Task material Start Marker

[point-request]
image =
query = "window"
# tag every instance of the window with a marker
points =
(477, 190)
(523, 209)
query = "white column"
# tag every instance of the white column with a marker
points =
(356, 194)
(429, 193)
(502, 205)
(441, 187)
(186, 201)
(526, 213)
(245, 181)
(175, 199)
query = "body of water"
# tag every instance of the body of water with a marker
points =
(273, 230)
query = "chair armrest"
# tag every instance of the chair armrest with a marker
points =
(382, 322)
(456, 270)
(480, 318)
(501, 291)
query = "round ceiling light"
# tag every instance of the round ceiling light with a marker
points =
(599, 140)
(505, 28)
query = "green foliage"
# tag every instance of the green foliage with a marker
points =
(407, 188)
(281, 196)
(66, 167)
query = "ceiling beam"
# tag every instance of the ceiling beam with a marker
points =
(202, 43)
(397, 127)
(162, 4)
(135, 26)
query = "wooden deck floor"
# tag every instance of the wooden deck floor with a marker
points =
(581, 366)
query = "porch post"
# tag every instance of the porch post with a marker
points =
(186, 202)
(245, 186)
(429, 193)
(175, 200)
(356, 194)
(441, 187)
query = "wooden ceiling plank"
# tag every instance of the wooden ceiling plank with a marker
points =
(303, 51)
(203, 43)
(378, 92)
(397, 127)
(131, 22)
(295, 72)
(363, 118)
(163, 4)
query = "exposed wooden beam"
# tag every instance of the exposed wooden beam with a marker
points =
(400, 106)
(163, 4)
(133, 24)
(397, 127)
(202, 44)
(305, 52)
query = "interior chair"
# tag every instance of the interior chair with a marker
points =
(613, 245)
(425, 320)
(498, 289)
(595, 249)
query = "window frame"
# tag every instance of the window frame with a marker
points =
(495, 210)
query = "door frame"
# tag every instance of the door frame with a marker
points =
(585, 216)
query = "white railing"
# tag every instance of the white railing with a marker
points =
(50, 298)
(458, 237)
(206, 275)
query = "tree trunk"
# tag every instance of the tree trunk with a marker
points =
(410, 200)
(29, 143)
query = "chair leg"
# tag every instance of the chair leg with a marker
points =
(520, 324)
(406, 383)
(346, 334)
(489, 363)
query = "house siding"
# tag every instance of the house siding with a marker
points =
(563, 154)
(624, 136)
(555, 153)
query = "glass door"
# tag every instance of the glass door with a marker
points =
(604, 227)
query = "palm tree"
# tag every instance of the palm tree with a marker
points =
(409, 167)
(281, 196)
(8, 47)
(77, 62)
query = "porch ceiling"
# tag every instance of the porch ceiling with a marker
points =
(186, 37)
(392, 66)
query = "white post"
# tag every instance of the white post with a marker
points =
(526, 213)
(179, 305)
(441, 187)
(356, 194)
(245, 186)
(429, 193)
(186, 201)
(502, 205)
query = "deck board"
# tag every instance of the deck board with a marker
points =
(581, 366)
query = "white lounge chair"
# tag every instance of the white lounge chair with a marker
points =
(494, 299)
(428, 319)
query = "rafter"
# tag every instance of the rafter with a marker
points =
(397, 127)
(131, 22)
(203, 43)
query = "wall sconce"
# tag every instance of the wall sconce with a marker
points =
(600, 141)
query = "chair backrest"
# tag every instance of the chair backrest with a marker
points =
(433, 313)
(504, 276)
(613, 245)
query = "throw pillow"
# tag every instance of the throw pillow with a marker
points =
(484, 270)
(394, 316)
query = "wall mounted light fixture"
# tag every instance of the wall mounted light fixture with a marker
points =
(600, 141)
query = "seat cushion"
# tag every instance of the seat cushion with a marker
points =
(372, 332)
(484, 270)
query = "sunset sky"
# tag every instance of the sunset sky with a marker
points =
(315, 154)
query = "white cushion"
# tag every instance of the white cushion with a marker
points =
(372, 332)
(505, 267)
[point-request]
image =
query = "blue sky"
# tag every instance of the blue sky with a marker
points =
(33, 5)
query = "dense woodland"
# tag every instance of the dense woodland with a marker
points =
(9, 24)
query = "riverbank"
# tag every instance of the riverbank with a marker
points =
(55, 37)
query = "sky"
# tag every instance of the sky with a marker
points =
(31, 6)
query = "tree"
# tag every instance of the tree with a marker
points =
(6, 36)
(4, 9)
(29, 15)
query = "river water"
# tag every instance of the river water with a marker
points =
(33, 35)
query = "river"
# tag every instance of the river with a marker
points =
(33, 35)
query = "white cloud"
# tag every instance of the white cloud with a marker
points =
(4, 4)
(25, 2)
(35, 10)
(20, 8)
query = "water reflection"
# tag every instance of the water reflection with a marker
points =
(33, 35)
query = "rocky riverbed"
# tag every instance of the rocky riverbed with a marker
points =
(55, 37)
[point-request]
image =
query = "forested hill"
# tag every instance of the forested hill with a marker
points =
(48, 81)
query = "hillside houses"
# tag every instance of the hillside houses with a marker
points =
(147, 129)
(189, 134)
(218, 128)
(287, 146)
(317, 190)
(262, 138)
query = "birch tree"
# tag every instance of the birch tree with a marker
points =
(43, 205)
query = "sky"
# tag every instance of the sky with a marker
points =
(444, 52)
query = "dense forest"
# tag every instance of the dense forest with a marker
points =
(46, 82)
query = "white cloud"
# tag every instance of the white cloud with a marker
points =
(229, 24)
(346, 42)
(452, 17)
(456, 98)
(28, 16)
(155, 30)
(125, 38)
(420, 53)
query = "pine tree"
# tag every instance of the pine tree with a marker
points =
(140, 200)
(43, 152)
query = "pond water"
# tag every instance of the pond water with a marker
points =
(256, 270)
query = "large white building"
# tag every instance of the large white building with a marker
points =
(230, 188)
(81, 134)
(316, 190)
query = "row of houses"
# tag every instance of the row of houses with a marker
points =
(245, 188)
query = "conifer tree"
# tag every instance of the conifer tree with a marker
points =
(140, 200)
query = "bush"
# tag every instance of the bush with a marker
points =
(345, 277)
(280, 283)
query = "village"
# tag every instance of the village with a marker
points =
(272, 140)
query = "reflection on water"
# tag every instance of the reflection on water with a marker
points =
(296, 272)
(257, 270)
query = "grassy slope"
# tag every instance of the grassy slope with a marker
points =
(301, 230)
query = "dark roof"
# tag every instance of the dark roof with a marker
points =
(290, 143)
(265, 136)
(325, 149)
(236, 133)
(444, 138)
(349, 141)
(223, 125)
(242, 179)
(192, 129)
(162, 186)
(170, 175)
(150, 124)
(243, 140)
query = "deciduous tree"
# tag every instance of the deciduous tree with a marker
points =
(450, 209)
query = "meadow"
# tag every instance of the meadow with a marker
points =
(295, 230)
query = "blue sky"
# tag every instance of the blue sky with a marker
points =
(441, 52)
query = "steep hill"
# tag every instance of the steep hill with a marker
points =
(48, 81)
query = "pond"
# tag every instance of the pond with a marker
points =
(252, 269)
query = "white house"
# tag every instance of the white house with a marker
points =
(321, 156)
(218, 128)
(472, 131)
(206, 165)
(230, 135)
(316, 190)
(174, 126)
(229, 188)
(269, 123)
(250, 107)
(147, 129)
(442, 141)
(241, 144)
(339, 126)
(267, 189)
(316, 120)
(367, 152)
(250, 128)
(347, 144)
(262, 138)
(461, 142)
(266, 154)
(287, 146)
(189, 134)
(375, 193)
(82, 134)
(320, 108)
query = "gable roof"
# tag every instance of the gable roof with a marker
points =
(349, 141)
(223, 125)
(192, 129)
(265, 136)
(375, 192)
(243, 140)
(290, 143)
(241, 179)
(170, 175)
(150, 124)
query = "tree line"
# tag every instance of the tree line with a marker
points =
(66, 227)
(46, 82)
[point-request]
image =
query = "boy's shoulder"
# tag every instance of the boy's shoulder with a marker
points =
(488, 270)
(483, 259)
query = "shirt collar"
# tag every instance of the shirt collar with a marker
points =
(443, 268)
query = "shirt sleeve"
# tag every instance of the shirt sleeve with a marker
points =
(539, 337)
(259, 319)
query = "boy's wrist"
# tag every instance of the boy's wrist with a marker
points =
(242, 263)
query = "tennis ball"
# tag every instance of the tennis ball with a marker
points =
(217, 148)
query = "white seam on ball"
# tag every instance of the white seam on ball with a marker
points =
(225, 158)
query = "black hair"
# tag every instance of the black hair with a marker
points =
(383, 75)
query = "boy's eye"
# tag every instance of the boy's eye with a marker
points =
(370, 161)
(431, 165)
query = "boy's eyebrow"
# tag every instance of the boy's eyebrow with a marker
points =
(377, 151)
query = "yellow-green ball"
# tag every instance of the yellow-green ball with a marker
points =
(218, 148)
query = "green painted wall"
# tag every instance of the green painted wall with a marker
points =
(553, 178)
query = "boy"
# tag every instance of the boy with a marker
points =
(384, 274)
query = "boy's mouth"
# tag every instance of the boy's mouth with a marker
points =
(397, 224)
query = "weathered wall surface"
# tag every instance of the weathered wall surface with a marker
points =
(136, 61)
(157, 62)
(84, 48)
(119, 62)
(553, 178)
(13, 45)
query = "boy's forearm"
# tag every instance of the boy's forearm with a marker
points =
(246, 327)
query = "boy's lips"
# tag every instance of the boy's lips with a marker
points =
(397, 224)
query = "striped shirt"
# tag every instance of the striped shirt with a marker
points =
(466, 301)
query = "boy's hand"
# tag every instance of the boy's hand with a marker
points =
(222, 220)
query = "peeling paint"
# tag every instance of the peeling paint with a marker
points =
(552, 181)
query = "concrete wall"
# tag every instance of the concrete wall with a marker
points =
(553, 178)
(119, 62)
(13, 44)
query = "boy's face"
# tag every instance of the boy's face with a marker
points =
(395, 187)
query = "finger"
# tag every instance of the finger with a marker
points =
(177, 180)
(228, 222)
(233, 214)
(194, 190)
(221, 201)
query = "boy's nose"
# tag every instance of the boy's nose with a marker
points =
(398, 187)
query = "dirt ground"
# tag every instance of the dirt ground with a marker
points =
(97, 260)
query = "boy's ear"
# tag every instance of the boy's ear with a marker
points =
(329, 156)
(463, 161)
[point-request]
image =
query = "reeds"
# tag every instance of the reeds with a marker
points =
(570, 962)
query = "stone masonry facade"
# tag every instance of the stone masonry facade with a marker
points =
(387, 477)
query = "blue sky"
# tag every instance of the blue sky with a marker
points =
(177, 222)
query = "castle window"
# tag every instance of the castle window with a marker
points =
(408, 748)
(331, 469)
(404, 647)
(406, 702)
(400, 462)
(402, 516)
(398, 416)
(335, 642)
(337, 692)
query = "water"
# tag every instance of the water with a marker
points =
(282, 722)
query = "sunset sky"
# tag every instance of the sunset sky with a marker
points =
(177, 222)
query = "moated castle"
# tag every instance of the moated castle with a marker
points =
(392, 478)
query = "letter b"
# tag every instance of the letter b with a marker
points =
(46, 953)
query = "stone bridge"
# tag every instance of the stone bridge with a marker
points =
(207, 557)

Task material End Marker

Work instruction: Please report every line of the records above that contains the word "foliage".

Response box:
query = "green foliage"
# tag every instance of the green foliage with a marker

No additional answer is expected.